[Records for this exercise start]

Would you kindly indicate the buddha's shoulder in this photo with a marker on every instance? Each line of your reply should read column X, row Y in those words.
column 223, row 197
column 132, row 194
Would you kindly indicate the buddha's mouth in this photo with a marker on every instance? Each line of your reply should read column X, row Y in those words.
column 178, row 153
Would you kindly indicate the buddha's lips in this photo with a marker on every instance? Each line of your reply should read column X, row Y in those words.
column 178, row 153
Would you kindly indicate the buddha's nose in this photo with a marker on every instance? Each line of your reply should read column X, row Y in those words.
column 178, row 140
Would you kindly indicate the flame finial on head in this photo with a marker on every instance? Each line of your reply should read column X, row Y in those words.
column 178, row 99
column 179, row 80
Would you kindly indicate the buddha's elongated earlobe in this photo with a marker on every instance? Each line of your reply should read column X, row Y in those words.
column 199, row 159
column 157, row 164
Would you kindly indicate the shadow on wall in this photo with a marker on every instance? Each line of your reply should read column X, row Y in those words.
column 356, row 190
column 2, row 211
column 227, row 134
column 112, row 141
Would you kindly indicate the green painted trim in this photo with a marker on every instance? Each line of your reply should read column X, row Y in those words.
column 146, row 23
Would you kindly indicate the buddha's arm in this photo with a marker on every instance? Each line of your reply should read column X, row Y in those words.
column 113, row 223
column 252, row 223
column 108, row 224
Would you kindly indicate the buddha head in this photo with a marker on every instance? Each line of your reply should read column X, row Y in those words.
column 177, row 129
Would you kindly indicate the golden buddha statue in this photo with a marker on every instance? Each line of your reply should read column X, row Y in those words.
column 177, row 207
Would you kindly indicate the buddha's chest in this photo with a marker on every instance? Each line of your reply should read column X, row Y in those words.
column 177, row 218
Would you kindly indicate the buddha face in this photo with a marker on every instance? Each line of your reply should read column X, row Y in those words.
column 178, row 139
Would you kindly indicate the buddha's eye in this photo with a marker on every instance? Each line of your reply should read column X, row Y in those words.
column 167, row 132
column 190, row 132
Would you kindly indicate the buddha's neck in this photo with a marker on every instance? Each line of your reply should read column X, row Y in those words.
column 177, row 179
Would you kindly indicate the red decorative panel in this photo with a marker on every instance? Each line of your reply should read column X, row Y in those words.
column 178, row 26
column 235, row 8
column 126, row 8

[Records for this exercise end]

- Task: Reproduce every one of the lines above verbatim, with no changes.

- Exercise response:
Would you kindly indicate the buddha's shoulder in this photo with a marker on every instance? Each line of your reply should read column X, row Y in those words.
column 223, row 197
column 132, row 194
Would you kindly indicate the buddha's mouth in this photo with a marker on every instance? Each line of your reply should read column X, row Y in those words.
column 178, row 153
Would you kindly indicate the buddha's lips in this photo with a marker on every instance? Each line of your reply should read column X, row Y in those words.
column 178, row 153
Would you kindly indicate the buddha's nose in this photo with a marker on every instance? Each line of your reply should read column X, row Y in those words.
column 178, row 140
Would you kindly indicate the flame finial on head in this photo with a marker on every instance? Each line of your reply should read column X, row Y in those words.
column 178, row 99
column 179, row 80
Would you kindly indicate the buddha's elongated earlobe in this photo with a marker on every instance? Each line of your reply should read column X, row Y in those words.
column 199, row 159
column 157, row 164
Would you kindly indicate the shadow on wall in this photo with a marker on every instance? Each line of your reply should read column X, row Y in those words.
column 356, row 190
column 2, row 211
column 227, row 134
column 112, row 141
Would you kindly indicate the green painted trim in this photo with a marker on every instance? Each line of your reply should read column X, row Y in those words.
column 146, row 23
Would you kindly indicate the buddha's arm in this photo with a marker on every instance? Each line of your reply should read column X, row Y in those words.
column 113, row 223
column 252, row 223
column 108, row 224
Would you kindly indicate the buddha head in this photo with a marker on every instance? Each line of your reply should read column X, row Y in those words.
column 177, row 129
Would you kindly indicate the golden buddha statue in this photo with a marker on every instance? Each line of your reply should read column X, row Y in those words.
column 177, row 207
Would you kindly indicate the buddha's chest in this photo with a marker on every instance? Each line of your reply should read column X, row Y in those words.
column 177, row 218
Would you kindly indicate the buddha face in this photo with a marker on every instance? Each line of your reply should read column X, row Y in those words.
column 178, row 139
Would you kindly indicate the buddha's eye in this photo with a marker on every instance? Each line of your reply should read column X, row Y in those words.
column 167, row 132
column 190, row 132
Would you kindly indicate the buddha's neck in this photo with a marker on every instance? Each line of your reply should read column X, row Y in those words.
column 177, row 179
Would you kindly indicate the red decorative panel in this photo with a marker on every instance? Each line of your reply should read column X, row Y in those words.
column 178, row 26
column 235, row 8
column 126, row 8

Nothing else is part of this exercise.